- Daftar Tugas:
a) Tulis ulang bagian artikel tentang Habibie yang dimulai dengan kata-kata "Habibie membuka keran" dan diakhiri dengan "dinilai sangat signifikan.", lalu ganti "Orde Baru" dengan "Orba".
b) Jawab pertanyaan berikut berdasarkan artikel tentang Habibie:
(i) Pada tahun berapa pertanggungjawaban Habibie ditolak MPR?
(ii) Berapa tahun Orde Baru berkuasa?
(iii) Lembaga apa yang didirikan melalui Keputusan Presiden yang dibuat Habibie?

- Teks Bacaan:
Kamis 12 Sep 2019 08:00 WIB

Di Era Habibie, Rupiah Bisa di Bawah Rp 8.000 per Dolar AS

Habibie membuka keran demokrasi di Tanah Air setelah era Orde Baru.

Red: Budi Raharjo
BJ Habibie
Foto: dok. Republika
BJ Habibie

EKBIS.CO, Masa BJ Habibie menjabat sebagai presiden Indonesia sedianya singkat saja, hanya dari 1998 selepas tumbangnya Orde Baru hingga pertangungjawabannya ditolak MPR pada 1999. Kendati demikian, jejak demokratisasi yang ditinggalkan Habibie untuk Indonesia dinilai sangat signifikan.

Ketua Komisi Pemilihan Umum (KPU) Arief Budiman mengenang Habibie atas jasanya untuk demokrasi dan Pemilu Indonesia. "Salah satu kenangan kami dengan almarhum BJ Habibie yaitu pemberian penghargaan atas jasanya untuk demokrasi dan pemilu di Indonesia," ujar Arief Budiman, Rabu (11/9) malam.

Yang dimaksudkan Arief adalah peran Habibie penyelenggaraan pemilu pertama di era reformasi pada 1999. "Almarhum membuat UU Pemilu pas disaat yang tepat, termasuk saat mengambil alih penetapan hasil pemilu 1999," kata Arief. Pemilu itu adalah pemilu demokratis pertama sejak Orde Baru berkuasa selama 32 tahun lamanya.

Sedangkan Sekretaris Umum Persekutuan Gereja-Gereja Indonesia (PGI), Pendeta Gomar Gultom menilai Habibie adalah tokoh yang meletakkan dasar-dasar demokrasi bagi Indonesia. Walau masa kepresidenannya sangat singkat, Habibie mencabut banyak regulasi yang menghambat proses demokrasi.

"Beliau mendorong berbagai cara menuju kebebasan pers, pembebasan tapol/napol Orba serta dialog awal masalah Papua," ujar Gomar.

Selain itu, Gomar juga mengingat Habibie pada 1998 sebagai satu-satunya pemimpin bangsa yang percaya pada laporan Masyarakat Antikekerasan tentang adanya kasus-kasus kekerasan seksual terhadap perempuan etnis Tionghoa selama kerusuhan Mei 1998. Habibie pun meminta maaf dan membuat Keputusan Presiden untuk mendirikan Komisi Nasional Anti-Kekerasan terhadap Perempuan.

- Catatan penunjukan objek bernama:
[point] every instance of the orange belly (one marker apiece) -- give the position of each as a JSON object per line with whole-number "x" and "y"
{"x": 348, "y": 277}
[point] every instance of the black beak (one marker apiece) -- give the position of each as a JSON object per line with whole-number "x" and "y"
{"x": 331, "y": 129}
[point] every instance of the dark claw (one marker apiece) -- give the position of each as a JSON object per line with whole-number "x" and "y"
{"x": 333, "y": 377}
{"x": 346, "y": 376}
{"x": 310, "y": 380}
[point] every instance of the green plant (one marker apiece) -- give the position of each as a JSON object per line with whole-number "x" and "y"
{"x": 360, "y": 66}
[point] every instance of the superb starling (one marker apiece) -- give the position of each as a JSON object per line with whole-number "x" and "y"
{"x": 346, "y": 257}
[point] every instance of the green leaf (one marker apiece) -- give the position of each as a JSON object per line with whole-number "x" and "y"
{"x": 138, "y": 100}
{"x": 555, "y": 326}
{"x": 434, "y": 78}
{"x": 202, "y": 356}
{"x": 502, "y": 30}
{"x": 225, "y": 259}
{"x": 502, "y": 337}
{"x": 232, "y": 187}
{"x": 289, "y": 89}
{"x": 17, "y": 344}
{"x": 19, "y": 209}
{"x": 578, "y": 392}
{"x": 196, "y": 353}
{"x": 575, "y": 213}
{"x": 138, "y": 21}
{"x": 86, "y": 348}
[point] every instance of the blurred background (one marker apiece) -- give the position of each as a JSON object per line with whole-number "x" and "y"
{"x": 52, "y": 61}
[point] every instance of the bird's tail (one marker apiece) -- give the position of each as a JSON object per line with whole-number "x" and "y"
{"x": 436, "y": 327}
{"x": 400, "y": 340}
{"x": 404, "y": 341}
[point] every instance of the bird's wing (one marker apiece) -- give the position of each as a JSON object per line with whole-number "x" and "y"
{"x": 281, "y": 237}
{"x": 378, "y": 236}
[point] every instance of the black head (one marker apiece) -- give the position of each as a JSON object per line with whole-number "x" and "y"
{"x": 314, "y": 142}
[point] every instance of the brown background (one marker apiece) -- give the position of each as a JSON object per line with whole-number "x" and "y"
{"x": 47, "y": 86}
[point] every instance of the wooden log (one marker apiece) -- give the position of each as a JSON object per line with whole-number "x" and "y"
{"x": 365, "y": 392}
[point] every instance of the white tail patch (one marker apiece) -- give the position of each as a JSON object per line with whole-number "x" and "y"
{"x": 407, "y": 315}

- Jawaban Lengkap:
a)
Habibie membuka keran demokrasi di Tanah Air setelah era Orba.

Red: Budi Raharjo
BJ Habibie
Foto: dok. Republika
BJ Habibie

EKBIS.CO, Masa BJ Habibie menjabat sebagai presiden Indonesia sedianya singkat saja, hanya dari 1998 selepas tumbangnya Orba hingga pertangungjawabannya ditolak MPR pada 1999. Kendati demikian, jejak demokratisasi yang ditinggalkan Habibie untuk Indonesia dinilai sangat signifikan.

b)
(i) 1999.
(ii) 32 tahun.
(iii) Komisi Nasional Anti-Kekerasan terhadap Perempuan.